Rewrite the records as a two-column CSV with the columns text and answer, one row per record, starting at the line that contains "the red stripe" and ending at the last of the records, both included. Quote every field, replace line breaks with spaces, and omit the pictures.

———

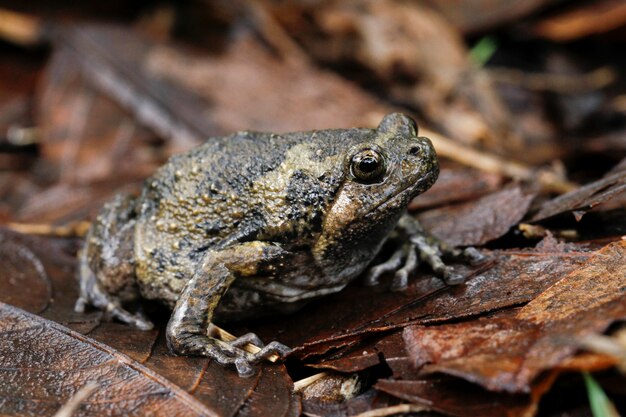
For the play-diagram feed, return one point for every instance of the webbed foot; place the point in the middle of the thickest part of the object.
(226, 353)
(418, 247)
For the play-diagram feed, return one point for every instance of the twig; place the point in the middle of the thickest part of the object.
(305, 382)
(72, 404)
(560, 83)
(614, 346)
(395, 409)
(74, 229)
(494, 164)
(20, 28)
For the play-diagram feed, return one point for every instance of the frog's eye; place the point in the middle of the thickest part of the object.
(368, 166)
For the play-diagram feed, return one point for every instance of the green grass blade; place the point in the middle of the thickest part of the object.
(483, 51)
(600, 404)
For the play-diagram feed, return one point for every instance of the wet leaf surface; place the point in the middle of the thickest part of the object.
(114, 101)
(508, 351)
(585, 197)
(52, 363)
(479, 221)
(269, 392)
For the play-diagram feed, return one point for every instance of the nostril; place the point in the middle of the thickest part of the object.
(415, 150)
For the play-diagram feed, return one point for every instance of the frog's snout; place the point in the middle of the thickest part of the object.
(422, 148)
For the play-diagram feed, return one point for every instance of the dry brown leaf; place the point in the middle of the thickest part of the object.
(480, 221)
(44, 364)
(508, 351)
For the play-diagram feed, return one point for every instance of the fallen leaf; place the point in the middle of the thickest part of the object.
(586, 197)
(480, 221)
(508, 351)
(43, 364)
(457, 184)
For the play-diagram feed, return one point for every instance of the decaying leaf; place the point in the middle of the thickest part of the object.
(508, 351)
(42, 365)
(586, 197)
(479, 221)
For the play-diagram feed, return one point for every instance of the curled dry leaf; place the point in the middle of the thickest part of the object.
(219, 389)
(515, 277)
(44, 364)
(479, 221)
(508, 351)
(586, 197)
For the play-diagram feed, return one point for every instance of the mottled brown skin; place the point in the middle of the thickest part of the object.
(256, 223)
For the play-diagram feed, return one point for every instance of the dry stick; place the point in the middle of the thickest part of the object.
(491, 163)
(393, 410)
(559, 83)
(73, 403)
(305, 382)
(20, 28)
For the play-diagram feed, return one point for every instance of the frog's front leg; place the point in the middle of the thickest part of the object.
(418, 245)
(188, 326)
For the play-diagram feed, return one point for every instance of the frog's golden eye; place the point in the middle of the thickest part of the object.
(368, 166)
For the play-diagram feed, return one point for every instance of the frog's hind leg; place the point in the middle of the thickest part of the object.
(91, 293)
(187, 328)
(105, 267)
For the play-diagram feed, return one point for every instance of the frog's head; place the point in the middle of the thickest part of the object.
(383, 171)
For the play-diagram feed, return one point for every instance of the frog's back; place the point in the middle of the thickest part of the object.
(219, 194)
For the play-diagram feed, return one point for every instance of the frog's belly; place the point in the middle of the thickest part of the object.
(240, 303)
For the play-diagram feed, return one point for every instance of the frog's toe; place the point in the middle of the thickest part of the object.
(473, 255)
(244, 369)
(272, 348)
(226, 355)
(250, 338)
(401, 277)
(372, 276)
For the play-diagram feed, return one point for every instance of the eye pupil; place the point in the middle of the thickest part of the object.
(368, 166)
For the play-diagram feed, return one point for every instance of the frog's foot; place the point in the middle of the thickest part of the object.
(92, 294)
(420, 247)
(228, 353)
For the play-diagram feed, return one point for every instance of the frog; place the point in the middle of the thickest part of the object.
(261, 223)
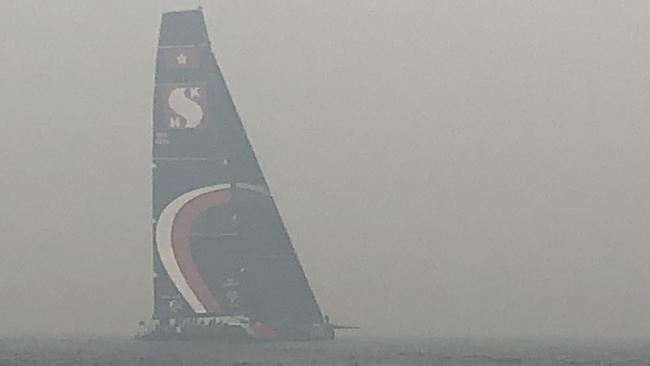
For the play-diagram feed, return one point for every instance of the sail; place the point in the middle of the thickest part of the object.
(220, 245)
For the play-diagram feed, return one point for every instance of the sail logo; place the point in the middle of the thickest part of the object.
(185, 106)
(181, 57)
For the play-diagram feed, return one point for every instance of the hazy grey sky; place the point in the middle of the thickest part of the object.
(444, 167)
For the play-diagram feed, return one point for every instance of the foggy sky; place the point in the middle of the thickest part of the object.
(444, 168)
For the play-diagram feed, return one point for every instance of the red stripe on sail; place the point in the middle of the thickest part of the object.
(181, 244)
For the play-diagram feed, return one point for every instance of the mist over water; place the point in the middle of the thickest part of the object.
(443, 168)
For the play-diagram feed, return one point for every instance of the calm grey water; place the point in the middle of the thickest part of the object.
(346, 352)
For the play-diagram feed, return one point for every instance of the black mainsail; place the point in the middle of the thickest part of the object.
(221, 250)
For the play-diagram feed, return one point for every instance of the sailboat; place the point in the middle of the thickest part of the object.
(224, 265)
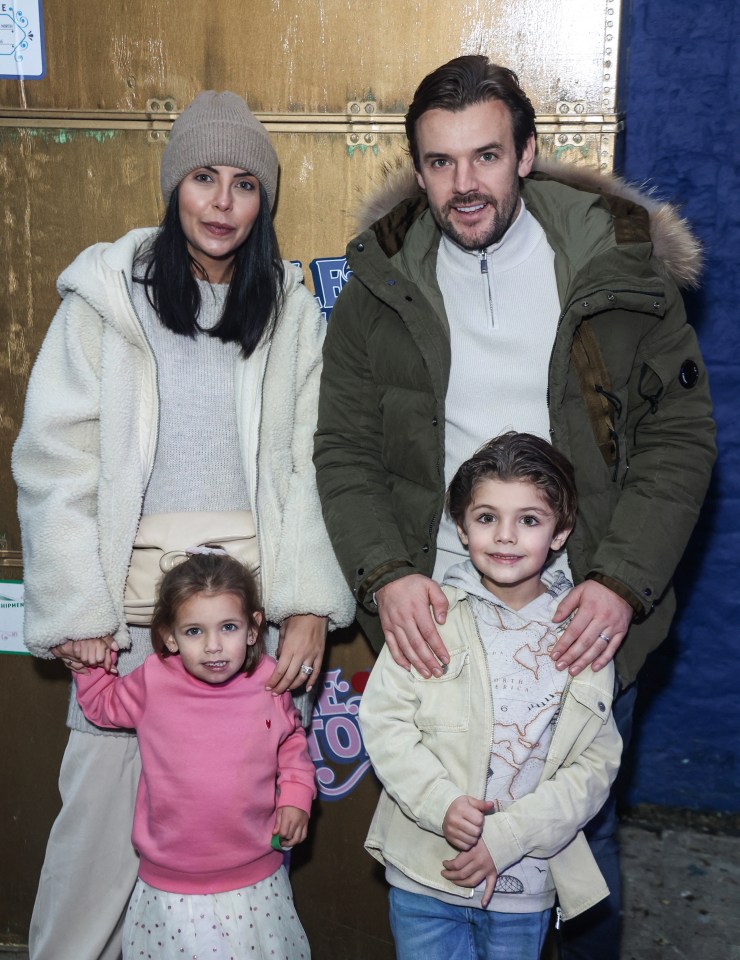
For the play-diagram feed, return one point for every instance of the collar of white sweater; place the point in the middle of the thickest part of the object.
(516, 246)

———

§ FULL OUTPUT:
text,answer
"For the play-diagram feed, return one point for every instance of the red stripe on sail; place the point in the middle of the thickest part of the object.","(181, 244)"
"For the play-diagram feed, return one point for every instance of the mist over water; place the point in the middle of the thickest part of the object.","(443, 168)"
"For the play-diagram feed, return one point for every instance of the calm grey water; place the point in the middle of the thickest part of the object.","(346, 352)"
"For the play-diagram feed, return one point for every instance of the black mainsail; place the point in the middle of the thickest part of the object.","(221, 250)"
"For the play-diagram feed, return one point for every instance of the sailboat; place the point in the middle of the thickest part of the object.","(224, 265)"
"For the play-diagram feed, return one point for every instance of the collar of white sweater; place the point in the middle of the thickest part of the object.","(516, 246)"